Stored records:
========

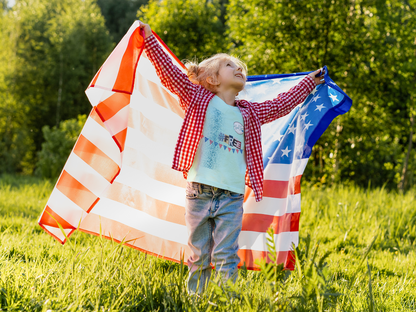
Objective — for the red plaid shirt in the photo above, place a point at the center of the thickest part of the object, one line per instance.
(194, 100)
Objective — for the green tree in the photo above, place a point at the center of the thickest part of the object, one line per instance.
(365, 47)
(54, 50)
(190, 28)
(58, 144)
(119, 15)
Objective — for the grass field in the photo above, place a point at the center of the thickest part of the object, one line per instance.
(357, 253)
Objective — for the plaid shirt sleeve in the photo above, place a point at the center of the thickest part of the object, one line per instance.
(171, 76)
(285, 102)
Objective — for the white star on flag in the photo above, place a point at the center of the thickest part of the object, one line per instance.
(316, 98)
(277, 80)
(303, 117)
(286, 151)
(292, 129)
(308, 125)
(334, 97)
(112, 194)
(277, 136)
(319, 107)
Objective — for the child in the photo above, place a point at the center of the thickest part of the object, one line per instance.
(216, 178)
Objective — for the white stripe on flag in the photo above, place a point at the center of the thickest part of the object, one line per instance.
(57, 231)
(257, 240)
(118, 122)
(141, 221)
(97, 95)
(65, 208)
(273, 206)
(283, 172)
(158, 190)
(111, 66)
(162, 153)
(100, 137)
(86, 175)
(156, 113)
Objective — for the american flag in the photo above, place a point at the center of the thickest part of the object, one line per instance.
(118, 181)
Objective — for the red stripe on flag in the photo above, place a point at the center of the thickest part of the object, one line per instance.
(75, 191)
(142, 241)
(289, 222)
(160, 96)
(96, 158)
(49, 217)
(112, 105)
(281, 189)
(120, 139)
(94, 115)
(126, 73)
(94, 80)
(249, 257)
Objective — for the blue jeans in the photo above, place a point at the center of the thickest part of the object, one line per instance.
(214, 220)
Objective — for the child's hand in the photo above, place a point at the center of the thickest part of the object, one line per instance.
(318, 80)
(146, 28)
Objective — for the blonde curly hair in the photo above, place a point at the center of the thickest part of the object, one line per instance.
(198, 73)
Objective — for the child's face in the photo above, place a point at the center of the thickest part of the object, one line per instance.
(231, 76)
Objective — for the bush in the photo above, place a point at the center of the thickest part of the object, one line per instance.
(57, 146)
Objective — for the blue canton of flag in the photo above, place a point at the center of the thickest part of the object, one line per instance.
(287, 144)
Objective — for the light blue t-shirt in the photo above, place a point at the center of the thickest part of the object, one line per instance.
(220, 158)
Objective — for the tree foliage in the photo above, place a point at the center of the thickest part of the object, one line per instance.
(369, 49)
(190, 28)
(119, 15)
(53, 50)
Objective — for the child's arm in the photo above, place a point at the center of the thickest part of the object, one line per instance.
(170, 76)
(285, 102)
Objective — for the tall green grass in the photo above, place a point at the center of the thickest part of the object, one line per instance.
(357, 253)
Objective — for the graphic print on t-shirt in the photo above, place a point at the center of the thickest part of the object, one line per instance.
(220, 159)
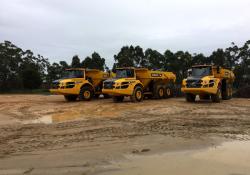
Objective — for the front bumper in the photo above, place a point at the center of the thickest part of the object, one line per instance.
(197, 91)
(64, 91)
(117, 92)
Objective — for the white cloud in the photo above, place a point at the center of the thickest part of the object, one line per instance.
(59, 29)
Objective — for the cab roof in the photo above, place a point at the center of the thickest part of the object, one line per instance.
(204, 65)
(136, 68)
(82, 69)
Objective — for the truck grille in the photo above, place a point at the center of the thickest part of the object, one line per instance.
(54, 85)
(108, 85)
(194, 83)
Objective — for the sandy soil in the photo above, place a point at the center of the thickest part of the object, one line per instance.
(45, 135)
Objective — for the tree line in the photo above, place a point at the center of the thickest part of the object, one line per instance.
(21, 69)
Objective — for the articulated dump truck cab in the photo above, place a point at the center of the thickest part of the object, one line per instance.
(79, 83)
(138, 83)
(209, 82)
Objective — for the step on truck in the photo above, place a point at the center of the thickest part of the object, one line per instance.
(138, 83)
(208, 82)
(80, 83)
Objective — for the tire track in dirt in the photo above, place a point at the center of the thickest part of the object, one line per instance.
(167, 117)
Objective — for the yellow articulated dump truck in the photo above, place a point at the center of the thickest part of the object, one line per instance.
(209, 82)
(80, 83)
(139, 82)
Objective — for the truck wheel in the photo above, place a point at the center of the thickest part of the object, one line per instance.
(204, 97)
(117, 99)
(97, 96)
(159, 93)
(226, 93)
(168, 92)
(216, 97)
(190, 97)
(70, 97)
(137, 95)
(86, 94)
(106, 96)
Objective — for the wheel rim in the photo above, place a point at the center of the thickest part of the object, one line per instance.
(86, 94)
(138, 94)
(161, 92)
(168, 92)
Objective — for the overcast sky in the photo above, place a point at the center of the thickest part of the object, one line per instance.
(59, 29)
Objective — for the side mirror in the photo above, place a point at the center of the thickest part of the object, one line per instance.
(218, 69)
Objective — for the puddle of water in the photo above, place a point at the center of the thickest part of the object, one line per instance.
(56, 118)
(231, 158)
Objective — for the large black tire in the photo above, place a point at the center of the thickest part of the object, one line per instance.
(216, 98)
(106, 96)
(204, 97)
(159, 92)
(118, 99)
(168, 92)
(190, 97)
(70, 97)
(86, 93)
(228, 93)
(137, 95)
(97, 96)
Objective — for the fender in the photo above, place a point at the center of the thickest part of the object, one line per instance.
(88, 84)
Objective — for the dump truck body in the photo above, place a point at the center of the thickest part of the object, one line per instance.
(80, 83)
(209, 82)
(147, 82)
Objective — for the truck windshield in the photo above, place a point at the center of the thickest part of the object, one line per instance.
(73, 74)
(201, 71)
(124, 73)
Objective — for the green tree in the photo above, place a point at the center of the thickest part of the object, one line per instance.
(76, 63)
(94, 62)
(155, 59)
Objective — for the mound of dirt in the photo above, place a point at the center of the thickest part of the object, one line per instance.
(243, 92)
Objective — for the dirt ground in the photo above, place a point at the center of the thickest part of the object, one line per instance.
(43, 134)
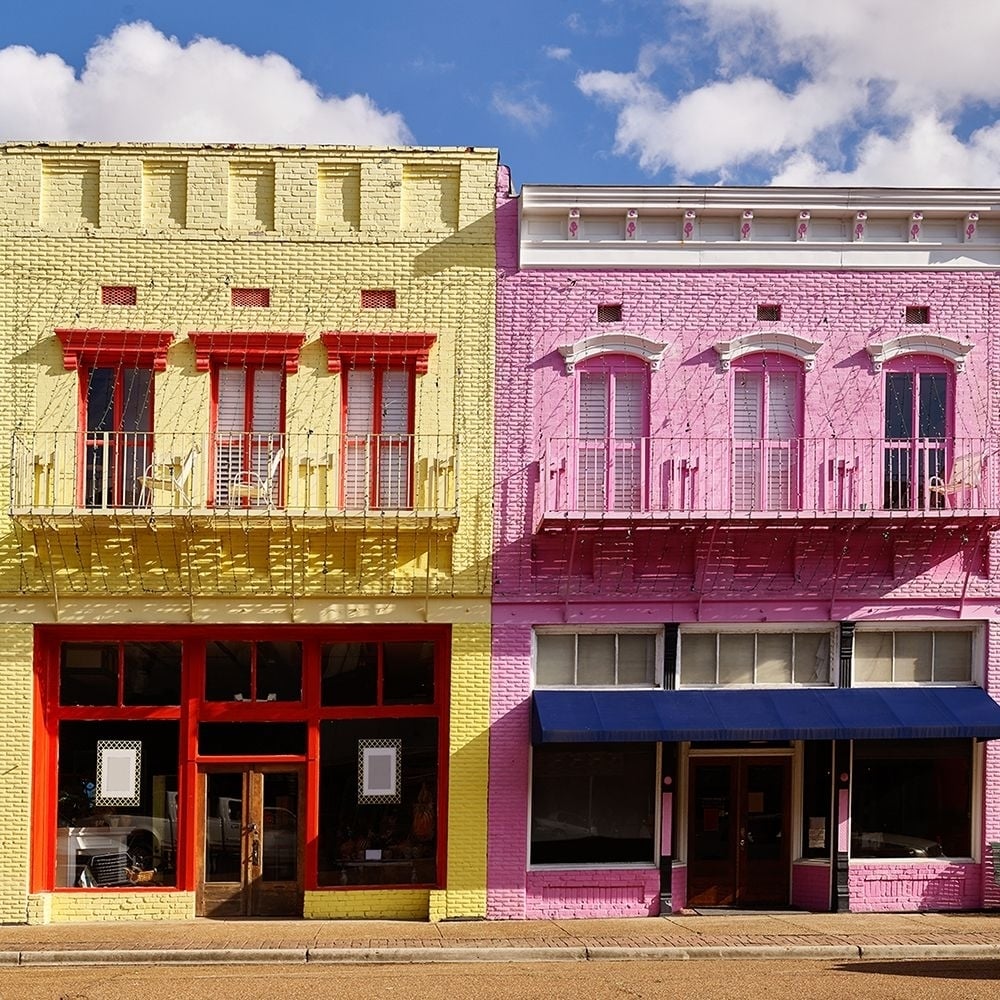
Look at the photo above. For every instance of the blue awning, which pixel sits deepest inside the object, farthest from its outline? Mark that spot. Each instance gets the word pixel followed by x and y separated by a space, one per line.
pixel 591 716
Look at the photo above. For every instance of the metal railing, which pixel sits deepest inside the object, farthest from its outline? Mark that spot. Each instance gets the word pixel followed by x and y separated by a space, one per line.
pixel 626 476
pixel 307 473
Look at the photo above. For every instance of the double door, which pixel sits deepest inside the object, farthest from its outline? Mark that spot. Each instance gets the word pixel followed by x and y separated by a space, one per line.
pixel 738 831
pixel 251 843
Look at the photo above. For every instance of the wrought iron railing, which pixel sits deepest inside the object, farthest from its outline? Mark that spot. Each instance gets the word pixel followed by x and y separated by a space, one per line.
pixel 625 476
pixel 308 473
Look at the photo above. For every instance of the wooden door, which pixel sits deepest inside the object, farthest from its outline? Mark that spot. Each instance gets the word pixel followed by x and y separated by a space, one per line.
pixel 738 832
pixel 250 831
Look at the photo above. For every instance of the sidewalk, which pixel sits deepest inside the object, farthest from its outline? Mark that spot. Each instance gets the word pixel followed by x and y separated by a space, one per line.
pixel 729 935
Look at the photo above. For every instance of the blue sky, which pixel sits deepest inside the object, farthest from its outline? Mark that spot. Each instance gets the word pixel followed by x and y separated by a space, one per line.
pixel 887 92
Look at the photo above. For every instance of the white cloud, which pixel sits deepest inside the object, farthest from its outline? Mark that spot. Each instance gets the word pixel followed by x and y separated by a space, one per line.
pixel 788 87
pixel 527 110
pixel 139 84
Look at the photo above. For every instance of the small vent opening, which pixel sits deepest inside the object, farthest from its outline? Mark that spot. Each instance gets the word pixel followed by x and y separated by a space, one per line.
pixel 378 298
pixel 118 295
pixel 259 298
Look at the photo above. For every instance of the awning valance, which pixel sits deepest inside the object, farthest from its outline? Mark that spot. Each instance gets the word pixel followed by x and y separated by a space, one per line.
pixel 607 716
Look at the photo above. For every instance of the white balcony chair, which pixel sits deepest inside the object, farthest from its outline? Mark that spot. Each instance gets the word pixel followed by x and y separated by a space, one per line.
pixel 169 476
pixel 966 475
pixel 258 488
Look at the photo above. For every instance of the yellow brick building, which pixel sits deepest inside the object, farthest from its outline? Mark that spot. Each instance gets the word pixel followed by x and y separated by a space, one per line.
pixel 245 576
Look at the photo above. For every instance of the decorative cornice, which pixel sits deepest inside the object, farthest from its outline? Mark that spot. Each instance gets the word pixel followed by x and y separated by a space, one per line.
pixel 278 350
pixel 112 347
pixel 632 344
pixel 934 344
pixel 791 344
pixel 403 348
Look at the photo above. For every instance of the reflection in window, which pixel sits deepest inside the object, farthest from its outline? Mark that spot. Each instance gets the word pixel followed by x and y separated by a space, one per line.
pixel 130 673
pixel 101 846
pixel 593 805
pixel 253 671
pixel 623 659
pixel 911 799
pixel 765 658
pixel 913 656
pixel 393 842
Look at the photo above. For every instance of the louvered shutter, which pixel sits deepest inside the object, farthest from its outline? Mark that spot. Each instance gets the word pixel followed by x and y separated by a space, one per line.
pixel 629 429
pixel 782 444
pixel 748 399
pixel 592 450
pixel 394 444
pixel 230 418
pixel 359 424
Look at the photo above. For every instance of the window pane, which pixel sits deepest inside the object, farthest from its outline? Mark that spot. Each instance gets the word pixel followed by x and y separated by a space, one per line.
pixel 350 673
pixel 88 674
pixel 636 663
pixel 911 799
pixel 408 673
pixel 593 806
pixel 595 662
pixel 554 659
pixel 774 658
pixel 279 671
pixel 953 657
pixel 152 673
pixel 912 660
pixel 812 658
pixel 227 671
pixel 873 657
pixel 736 655
pixel 698 656
pixel 388 843
pixel 96 846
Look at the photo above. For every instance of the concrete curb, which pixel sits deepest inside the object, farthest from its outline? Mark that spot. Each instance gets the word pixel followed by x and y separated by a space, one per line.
pixel 462 955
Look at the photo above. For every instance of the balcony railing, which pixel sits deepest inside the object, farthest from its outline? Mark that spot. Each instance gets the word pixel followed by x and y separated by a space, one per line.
pixel 686 477
pixel 308 474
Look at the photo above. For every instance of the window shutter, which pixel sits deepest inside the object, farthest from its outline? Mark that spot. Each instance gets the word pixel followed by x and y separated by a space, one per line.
pixel 359 425
pixel 230 416
pixel 394 446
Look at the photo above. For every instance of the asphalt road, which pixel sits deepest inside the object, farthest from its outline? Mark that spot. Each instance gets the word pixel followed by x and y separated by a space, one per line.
pixel 941 979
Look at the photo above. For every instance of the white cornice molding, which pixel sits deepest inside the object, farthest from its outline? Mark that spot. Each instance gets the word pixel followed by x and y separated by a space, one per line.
pixel 778 341
pixel 632 344
pixel 919 343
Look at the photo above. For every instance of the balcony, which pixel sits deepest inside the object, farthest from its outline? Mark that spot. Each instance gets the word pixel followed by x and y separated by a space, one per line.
pixel 650 479
pixel 410 478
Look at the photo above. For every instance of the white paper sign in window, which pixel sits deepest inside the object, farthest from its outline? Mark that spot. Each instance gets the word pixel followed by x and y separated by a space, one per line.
pixel 379 772
pixel 119 767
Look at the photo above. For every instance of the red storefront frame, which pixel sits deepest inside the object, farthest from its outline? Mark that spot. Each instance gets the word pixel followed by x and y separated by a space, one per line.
pixel 195 709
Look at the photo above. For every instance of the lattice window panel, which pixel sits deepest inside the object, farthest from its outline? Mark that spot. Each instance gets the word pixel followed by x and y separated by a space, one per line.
pixel 118 295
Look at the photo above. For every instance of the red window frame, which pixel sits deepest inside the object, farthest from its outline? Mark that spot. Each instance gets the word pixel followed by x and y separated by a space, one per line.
pixel 194 709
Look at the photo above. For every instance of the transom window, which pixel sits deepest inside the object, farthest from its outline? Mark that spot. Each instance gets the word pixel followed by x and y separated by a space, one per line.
pixel 944 657
pixel 766 658
pixel 622 659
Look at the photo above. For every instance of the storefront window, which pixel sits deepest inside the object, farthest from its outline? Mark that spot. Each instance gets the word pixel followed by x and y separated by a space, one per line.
pixel 593 804
pixel 107 839
pixel 378 822
pixel 912 799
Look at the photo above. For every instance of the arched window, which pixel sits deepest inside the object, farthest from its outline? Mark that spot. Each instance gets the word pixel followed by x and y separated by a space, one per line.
pixel 767 432
pixel 918 428
pixel 612 434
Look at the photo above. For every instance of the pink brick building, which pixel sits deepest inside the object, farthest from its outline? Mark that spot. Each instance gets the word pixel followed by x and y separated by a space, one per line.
pixel 746 581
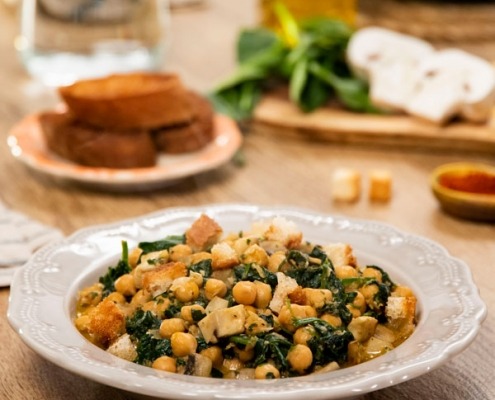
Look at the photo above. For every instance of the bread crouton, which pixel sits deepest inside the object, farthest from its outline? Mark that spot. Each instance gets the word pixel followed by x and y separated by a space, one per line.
pixel 401 308
pixel 223 256
pixel 106 322
pixel 203 233
pixel 279 230
pixel 123 348
pixel 380 185
pixel 286 285
pixel 159 279
pixel 340 254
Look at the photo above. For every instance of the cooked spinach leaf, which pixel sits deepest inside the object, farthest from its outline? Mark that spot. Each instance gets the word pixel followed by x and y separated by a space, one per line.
pixel 150 348
pixel 328 343
pixel 113 273
pixel 165 244
pixel 270 346
pixel 252 272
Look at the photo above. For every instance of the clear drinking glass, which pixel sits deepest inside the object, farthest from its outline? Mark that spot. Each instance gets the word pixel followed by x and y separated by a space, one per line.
pixel 62 41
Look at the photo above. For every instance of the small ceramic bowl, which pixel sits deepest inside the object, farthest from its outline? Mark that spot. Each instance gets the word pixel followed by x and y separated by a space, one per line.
pixel 466 190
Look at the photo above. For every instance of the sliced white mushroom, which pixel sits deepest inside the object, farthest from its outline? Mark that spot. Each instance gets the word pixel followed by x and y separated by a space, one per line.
pixel 438 97
pixel 375 48
pixel 476 77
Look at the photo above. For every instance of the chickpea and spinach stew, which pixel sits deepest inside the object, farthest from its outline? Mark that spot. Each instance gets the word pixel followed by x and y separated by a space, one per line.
pixel 262 304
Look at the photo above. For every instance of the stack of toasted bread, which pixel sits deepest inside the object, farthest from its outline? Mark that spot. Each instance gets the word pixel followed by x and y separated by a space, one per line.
pixel 125 121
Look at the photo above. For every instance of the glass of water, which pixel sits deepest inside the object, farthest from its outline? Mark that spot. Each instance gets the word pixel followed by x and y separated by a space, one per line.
pixel 62 41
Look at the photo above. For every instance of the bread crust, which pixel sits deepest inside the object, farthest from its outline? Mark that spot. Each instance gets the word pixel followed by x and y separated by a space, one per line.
pixel 106 148
pixel 127 101
pixel 191 136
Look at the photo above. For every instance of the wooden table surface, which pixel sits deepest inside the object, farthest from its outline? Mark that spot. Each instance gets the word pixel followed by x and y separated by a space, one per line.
pixel 276 172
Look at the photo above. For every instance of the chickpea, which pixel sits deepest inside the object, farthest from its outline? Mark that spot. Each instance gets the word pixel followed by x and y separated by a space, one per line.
pixel 125 285
pixel 266 371
pixel 244 292
pixel 170 326
pixel 263 294
pixel 189 291
pixel 165 363
pixel 187 314
pixel 255 254
pixel 244 355
pixel 201 256
pixel 332 319
pixel 276 260
pixel 157 306
pixel 214 353
pixel 300 358
pixel 91 295
pixel 180 252
pixel 303 335
pixel 82 323
pixel 215 287
pixel 232 364
pixel 116 297
pixel 183 344
pixel 197 278
pixel 372 273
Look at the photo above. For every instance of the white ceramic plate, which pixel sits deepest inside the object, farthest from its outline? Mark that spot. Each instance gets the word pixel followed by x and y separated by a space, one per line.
pixel 450 310
pixel 27 144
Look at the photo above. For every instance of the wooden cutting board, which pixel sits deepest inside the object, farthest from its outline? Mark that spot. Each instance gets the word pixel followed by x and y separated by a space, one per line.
pixel 275 114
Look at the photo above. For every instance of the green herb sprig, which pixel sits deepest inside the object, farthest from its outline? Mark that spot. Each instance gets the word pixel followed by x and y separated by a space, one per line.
pixel 309 57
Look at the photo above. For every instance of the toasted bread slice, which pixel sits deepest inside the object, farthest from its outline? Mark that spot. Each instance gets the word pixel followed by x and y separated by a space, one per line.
pixel 128 101
pixel 97 147
pixel 191 136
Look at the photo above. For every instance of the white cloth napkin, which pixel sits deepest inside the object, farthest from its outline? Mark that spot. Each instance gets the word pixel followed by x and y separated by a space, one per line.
pixel 20 237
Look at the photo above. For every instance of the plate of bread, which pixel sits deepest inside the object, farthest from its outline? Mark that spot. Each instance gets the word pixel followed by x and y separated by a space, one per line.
pixel 126 131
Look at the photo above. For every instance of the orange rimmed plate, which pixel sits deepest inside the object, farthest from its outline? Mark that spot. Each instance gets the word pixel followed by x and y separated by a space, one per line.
pixel 27 144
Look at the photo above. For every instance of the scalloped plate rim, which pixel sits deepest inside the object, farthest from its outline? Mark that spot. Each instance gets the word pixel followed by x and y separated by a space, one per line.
pixel 369 380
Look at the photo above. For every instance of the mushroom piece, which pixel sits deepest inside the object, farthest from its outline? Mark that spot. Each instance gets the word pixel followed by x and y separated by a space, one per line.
pixel 388 60
pixel 454 76
pixel 375 48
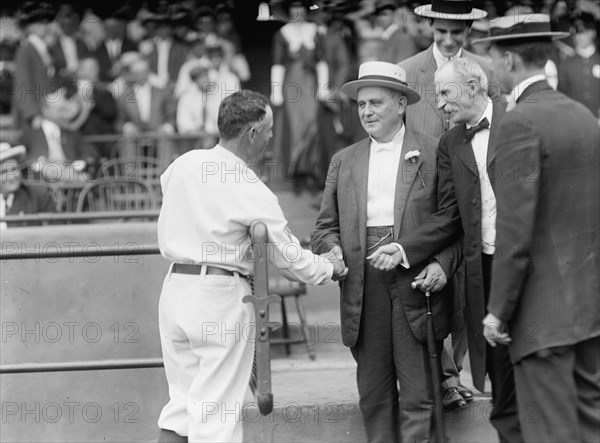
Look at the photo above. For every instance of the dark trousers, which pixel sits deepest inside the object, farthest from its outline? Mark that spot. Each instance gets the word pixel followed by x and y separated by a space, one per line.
pixel 559 393
pixel 388 355
pixel 505 414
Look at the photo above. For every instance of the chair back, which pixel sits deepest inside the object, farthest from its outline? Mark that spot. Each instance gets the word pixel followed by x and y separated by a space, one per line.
pixel 117 194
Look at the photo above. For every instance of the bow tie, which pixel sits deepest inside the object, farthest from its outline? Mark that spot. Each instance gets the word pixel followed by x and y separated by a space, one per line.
pixel 470 133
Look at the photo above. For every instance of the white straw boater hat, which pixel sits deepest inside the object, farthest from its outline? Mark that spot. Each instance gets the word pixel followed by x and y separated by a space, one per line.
pixel 7 152
pixel 451 10
pixel 384 75
pixel 521 26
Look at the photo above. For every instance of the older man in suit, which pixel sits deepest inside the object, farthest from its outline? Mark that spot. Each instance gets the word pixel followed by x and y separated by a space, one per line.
pixel 450 22
pixel 377 190
pixel 544 296
pixel 466 162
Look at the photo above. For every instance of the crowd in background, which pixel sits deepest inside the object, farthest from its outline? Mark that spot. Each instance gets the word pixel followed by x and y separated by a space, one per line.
pixel 72 69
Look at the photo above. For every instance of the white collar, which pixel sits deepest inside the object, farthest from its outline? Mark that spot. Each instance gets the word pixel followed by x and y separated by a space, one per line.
pixel 486 114
pixel 440 58
pixel 389 146
pixel 387 33
pixel 518 90
pixel 586 52
pixel 300 34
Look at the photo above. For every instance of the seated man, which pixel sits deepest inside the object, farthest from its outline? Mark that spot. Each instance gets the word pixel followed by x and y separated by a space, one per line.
pixel 17 198
pixel 56 148
pixel 198 107
pixel 144 107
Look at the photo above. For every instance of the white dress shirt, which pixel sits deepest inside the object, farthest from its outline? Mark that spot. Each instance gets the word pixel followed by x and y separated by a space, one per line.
pixel 143 95
pixel 163 47
pixel 55 150
pixel 518 90
pixel 210 199
pixel 479 144
pixel 384 160
pixel 440 58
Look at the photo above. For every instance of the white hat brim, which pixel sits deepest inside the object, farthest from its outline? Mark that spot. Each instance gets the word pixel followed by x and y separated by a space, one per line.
pixel 526 35
pixel 425 11
pixel 351 88
pixel 16 152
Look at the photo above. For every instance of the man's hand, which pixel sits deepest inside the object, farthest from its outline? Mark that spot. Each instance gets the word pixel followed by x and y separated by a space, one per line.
pixel 336 258
pixel 495 331
pixel 385 258
pixel 431 278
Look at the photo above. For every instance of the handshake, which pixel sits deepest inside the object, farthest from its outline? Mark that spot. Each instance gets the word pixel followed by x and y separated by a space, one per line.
pixel 336 258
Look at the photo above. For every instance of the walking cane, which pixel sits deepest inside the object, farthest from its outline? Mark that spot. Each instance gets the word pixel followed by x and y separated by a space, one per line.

========

Work to do:
Output exactly the lines above, from the one holding "the white dress" through the end of the data, including the first and last.

Exercise response:
Look at the photo above. For every instance of the white dress shirt, which pixel sits deepest inside the object, farthest from its outline? Mark that spot. Each instance gets the word pixel followed by x and y separated by a space, one per line.
pixel 143 95
pixel 163 47
pixel 55 150
pixel 518 90
pixel 210 199
pixel 479 144
pixel 384 160
pixel 440 58
Look at the photo above. For every instance of the white hat brim, which pixel sits deepest inside the object, farthest from its outline? Mark that spot. Each instance gets the word pixel followed by x and y separated by a space, one per line.
pixel 526 35
pixel 425 11
pixel 351 88
pixel 16 152
Look at the photo above. For every instance of the man's hand, which pixel sits deepest inside the object, farthest from its outline? Mark that spot. Each instance gets the word pixel followed by x and y separated by a space, one per line.
pixel 336 258
pixel 495 331
pixel 385 258
pixel 431 278
Look at the photo above. For every instance of the handshake, which pixel sits deepest inside the object, farthest from its outline? Mark that spot. Each instance gets the word pixel followed by x and y separated by a space, one per line.
pixel 336 258
Look at the photo above. For every instance of the walking cane, which pixel sits deepest inside the object, farthest from its outline? Mark that spot. Each instance gets the word pixel followed by x and y separated by a space, one per line.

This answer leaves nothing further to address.